-- Start of Entries --

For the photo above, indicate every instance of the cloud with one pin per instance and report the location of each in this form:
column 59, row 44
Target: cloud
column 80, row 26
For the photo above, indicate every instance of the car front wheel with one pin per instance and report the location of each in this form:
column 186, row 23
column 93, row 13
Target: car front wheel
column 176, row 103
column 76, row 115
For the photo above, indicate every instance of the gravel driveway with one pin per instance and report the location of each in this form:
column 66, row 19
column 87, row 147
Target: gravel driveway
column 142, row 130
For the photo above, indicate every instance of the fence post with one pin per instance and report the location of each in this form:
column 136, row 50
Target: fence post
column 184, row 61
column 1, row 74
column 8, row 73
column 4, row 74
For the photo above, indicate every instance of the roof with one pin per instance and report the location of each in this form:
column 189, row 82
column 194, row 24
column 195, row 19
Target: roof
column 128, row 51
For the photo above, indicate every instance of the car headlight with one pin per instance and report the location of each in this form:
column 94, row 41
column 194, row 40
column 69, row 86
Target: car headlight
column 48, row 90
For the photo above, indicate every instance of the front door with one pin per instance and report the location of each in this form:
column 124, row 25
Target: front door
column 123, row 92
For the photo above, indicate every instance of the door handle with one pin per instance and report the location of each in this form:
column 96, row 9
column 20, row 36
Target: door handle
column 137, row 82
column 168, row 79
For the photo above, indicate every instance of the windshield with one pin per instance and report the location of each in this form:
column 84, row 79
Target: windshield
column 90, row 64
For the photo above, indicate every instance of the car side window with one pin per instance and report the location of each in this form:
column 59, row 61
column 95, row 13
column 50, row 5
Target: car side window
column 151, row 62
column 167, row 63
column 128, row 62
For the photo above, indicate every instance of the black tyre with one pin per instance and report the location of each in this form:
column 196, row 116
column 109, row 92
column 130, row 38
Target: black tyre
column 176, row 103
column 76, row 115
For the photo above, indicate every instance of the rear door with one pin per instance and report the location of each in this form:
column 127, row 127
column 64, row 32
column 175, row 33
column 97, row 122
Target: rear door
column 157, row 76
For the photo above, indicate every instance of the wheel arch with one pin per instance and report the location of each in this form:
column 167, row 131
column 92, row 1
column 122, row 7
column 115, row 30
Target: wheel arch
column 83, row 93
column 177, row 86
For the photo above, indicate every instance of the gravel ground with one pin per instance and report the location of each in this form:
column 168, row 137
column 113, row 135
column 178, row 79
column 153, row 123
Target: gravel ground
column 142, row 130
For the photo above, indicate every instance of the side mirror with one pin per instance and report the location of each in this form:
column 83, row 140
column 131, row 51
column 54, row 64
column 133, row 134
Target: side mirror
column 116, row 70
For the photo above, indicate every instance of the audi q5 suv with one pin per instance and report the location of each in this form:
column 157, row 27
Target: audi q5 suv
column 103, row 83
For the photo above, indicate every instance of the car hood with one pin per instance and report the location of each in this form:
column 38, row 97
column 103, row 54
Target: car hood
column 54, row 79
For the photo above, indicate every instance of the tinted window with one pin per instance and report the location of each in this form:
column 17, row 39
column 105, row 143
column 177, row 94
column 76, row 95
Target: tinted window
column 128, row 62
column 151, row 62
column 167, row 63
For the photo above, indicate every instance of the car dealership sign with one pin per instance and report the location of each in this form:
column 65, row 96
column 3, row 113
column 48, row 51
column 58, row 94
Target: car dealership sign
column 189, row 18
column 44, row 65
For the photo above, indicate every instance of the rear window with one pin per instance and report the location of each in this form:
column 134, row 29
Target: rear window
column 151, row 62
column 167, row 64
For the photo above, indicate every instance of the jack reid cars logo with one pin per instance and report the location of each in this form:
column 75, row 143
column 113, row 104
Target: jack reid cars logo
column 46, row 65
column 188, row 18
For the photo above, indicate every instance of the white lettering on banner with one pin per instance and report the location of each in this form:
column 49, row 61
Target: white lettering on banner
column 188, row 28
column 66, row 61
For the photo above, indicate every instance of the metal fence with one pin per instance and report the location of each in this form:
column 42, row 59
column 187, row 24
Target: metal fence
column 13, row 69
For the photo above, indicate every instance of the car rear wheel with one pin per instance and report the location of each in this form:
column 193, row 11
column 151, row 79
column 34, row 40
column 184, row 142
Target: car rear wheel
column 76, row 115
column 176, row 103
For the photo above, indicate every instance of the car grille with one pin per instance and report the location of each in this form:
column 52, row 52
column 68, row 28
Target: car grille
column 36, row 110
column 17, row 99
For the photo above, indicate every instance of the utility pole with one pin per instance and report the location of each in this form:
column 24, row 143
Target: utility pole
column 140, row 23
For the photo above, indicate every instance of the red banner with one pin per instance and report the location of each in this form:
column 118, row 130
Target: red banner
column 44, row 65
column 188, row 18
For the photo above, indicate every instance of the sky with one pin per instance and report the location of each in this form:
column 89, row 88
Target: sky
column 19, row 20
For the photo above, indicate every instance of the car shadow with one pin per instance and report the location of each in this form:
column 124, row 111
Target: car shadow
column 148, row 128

-- End of Entries --
-- Start of Entries --

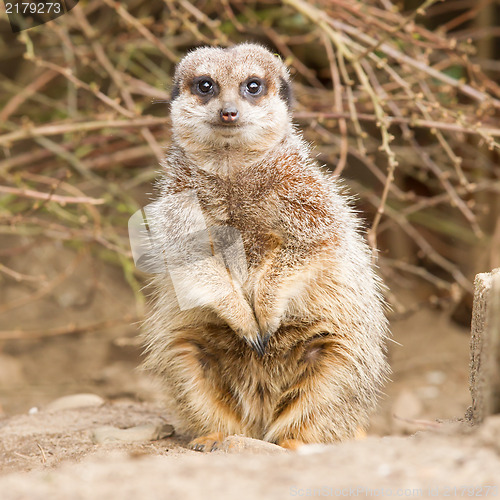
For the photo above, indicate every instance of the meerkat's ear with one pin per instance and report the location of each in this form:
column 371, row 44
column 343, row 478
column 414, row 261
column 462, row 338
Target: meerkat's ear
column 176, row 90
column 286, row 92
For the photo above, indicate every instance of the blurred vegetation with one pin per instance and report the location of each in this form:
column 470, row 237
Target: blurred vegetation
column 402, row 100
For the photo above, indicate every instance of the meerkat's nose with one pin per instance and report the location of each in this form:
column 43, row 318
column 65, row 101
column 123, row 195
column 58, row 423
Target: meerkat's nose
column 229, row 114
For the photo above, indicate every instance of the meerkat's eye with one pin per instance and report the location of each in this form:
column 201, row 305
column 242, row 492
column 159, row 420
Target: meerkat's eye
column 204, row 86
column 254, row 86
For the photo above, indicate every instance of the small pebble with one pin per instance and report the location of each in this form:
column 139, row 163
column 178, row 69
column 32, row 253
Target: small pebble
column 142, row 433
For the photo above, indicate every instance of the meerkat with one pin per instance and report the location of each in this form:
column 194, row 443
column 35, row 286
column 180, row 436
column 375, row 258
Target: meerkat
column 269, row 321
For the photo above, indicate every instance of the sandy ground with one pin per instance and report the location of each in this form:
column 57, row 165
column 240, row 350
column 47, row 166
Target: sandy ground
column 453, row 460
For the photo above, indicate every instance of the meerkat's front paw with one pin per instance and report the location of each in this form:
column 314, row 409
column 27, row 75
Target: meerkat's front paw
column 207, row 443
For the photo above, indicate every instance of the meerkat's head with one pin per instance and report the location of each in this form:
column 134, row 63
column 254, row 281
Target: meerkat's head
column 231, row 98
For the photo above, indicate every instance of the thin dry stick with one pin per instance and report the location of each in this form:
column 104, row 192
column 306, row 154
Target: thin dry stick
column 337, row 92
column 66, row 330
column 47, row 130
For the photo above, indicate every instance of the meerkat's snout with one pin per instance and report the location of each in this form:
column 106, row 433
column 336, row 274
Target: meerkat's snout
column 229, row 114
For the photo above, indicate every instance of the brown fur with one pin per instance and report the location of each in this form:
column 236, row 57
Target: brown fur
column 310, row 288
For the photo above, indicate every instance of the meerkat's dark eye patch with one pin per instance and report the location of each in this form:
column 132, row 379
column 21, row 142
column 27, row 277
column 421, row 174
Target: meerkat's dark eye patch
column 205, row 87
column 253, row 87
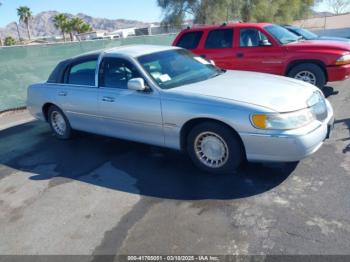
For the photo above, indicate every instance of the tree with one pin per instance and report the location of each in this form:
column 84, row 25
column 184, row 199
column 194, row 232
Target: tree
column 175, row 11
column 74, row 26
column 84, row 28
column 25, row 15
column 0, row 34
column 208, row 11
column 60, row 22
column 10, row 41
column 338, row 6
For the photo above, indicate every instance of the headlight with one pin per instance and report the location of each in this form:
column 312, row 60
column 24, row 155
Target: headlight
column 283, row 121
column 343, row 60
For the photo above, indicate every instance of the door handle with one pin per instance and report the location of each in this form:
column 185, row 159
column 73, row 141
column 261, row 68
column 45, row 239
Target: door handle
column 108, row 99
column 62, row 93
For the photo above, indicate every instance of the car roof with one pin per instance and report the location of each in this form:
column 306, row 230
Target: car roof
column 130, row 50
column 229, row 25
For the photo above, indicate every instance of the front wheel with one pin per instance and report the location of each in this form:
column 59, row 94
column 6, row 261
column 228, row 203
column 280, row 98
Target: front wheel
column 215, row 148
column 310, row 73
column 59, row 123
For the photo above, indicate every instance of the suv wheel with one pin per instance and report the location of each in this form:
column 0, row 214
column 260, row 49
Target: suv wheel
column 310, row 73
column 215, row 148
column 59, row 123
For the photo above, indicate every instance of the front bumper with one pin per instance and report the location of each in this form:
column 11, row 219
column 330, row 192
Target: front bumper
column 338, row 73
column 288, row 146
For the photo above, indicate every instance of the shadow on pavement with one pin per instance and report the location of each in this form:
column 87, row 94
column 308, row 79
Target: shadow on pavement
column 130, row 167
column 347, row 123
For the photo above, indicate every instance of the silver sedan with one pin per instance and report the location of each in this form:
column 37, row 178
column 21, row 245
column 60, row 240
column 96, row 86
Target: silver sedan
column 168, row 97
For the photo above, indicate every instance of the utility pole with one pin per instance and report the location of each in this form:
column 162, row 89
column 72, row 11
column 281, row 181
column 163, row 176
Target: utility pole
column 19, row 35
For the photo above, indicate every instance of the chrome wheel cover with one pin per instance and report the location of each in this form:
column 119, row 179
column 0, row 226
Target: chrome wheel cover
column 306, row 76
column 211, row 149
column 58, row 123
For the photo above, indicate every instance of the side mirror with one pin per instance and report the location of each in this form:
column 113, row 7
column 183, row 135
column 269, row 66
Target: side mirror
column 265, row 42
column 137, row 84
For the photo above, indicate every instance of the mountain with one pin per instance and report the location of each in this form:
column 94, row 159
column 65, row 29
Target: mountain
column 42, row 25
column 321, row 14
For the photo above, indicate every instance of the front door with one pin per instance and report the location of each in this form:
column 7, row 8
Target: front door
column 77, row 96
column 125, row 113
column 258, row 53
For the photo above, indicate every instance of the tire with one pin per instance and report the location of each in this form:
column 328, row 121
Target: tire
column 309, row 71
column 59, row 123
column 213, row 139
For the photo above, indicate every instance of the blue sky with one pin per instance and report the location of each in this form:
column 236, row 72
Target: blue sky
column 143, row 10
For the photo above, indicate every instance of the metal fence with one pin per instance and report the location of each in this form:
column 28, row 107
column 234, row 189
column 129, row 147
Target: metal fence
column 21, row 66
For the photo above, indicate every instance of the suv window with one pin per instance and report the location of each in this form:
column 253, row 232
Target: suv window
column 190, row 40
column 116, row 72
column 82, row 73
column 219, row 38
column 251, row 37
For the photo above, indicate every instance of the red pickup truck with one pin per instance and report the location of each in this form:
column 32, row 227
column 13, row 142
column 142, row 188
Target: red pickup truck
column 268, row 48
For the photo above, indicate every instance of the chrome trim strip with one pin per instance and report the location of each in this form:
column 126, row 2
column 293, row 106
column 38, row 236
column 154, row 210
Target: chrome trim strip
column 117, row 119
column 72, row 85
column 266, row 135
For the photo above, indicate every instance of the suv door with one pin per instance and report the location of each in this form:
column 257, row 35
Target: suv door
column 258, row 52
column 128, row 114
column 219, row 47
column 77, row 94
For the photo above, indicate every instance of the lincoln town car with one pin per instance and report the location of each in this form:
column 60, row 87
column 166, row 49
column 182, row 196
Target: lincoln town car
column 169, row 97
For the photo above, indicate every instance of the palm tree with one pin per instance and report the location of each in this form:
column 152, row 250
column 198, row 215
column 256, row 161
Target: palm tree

-- End of Entries --

Goal of the exercise =>
Duplicate the lines in the records above, starting with the line containing "For the photo above, indicate every instance of the car side" and ending with, and including, the line containing "column 157, row 76".

Finished task =>
For the photo above, indicate every instance of the car side window with one pin per instance and report the location of each in this form:
column 59, row 61
column 95, row 13
column 50, row 5
Target: car side window
column 151, row 62
column 167, row 63
column 128, row 62
For the photo above, indicate every instance of the black tyre with one pin per instance and report the location of each in this form:
column 196, row 116
column 109, row 92
column 130, row 38
Target: black tyre
column 176, row 103
column 76, row 115
For the photo above, indicate every instance of the rear door with one pin per instance and report the location of each in this form:
column 127, row 127
column 64, row 32
column 175, row 33
column 97, row 122
Target: rear door
column 157, row 76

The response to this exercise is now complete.